Dataset entries.
=====
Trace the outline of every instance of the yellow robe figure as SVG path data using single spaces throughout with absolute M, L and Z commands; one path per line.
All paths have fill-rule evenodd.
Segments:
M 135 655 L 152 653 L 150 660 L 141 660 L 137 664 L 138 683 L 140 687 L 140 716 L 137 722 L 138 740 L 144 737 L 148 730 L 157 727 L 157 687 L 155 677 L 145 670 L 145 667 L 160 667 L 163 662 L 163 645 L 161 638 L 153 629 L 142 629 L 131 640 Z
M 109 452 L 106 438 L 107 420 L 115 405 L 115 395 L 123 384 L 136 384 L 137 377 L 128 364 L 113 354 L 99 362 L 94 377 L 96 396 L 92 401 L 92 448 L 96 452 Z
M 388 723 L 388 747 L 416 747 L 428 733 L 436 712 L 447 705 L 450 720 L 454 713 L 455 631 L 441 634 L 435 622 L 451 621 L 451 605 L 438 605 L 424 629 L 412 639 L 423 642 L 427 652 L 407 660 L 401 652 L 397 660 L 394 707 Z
=====
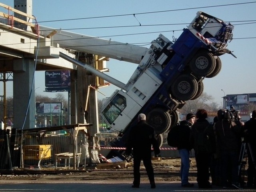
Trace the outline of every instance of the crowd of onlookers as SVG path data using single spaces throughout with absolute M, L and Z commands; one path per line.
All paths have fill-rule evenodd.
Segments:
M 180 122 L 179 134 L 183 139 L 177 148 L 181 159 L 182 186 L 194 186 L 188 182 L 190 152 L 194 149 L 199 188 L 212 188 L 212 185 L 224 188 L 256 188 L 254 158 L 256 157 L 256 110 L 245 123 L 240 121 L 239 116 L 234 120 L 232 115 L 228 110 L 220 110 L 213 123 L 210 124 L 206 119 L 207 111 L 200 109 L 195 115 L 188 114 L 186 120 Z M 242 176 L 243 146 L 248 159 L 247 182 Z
=====
What you will do.
Revise the material from the line containing "Trace the outline of every instance of the yellow" through the line containing "M 388 723 L", inclusive, and reproduce only those lines with "yellow robe figure" replaced by "figure in the yellow robe" and everything else left unchanged.

Expected answer.
Trace the outline of every instance of the figure in the yellow robe as SVG path data using single spaces throughout with absolute M, L and Z commands; one path per line.
All paths have fill-rule evenodd.
Segments:
M 135 655 L 152 653 L 150 660 L 141 660 L 137 664 L 138 683 L 140 687 L 140 716 L 137 722 L 138 740 L 144 737 L 148 730 L 157 727 L 157 687 L 155 677 L 145 670 L 145 667 L 160 667 L 163 662 L 163 645 L 161 638 L 153 629 L 142 629 L 131 640 Z
M 109 452 L 106 438 L 107 420 L 115 405 L 115 395 L 123 384 L 136 384 L 137 377 L 128 364 L 113 354 L 99 362 L 94 377 L 96 396 L 92 401 L 92 448 L 96 452 Z
M 388 723 L 388 747 L 416 747 L 428 733 L 436 712 L 447 705 L 450 720 L 454 713 L 455 631 L 441 634 L 435 622 L 451 621 L 451 605 L 438 605 L 424 629 L 412 639 L 423 642 L 427 652 L 407 660 L 401 652 L 397 660 L 394 707 Z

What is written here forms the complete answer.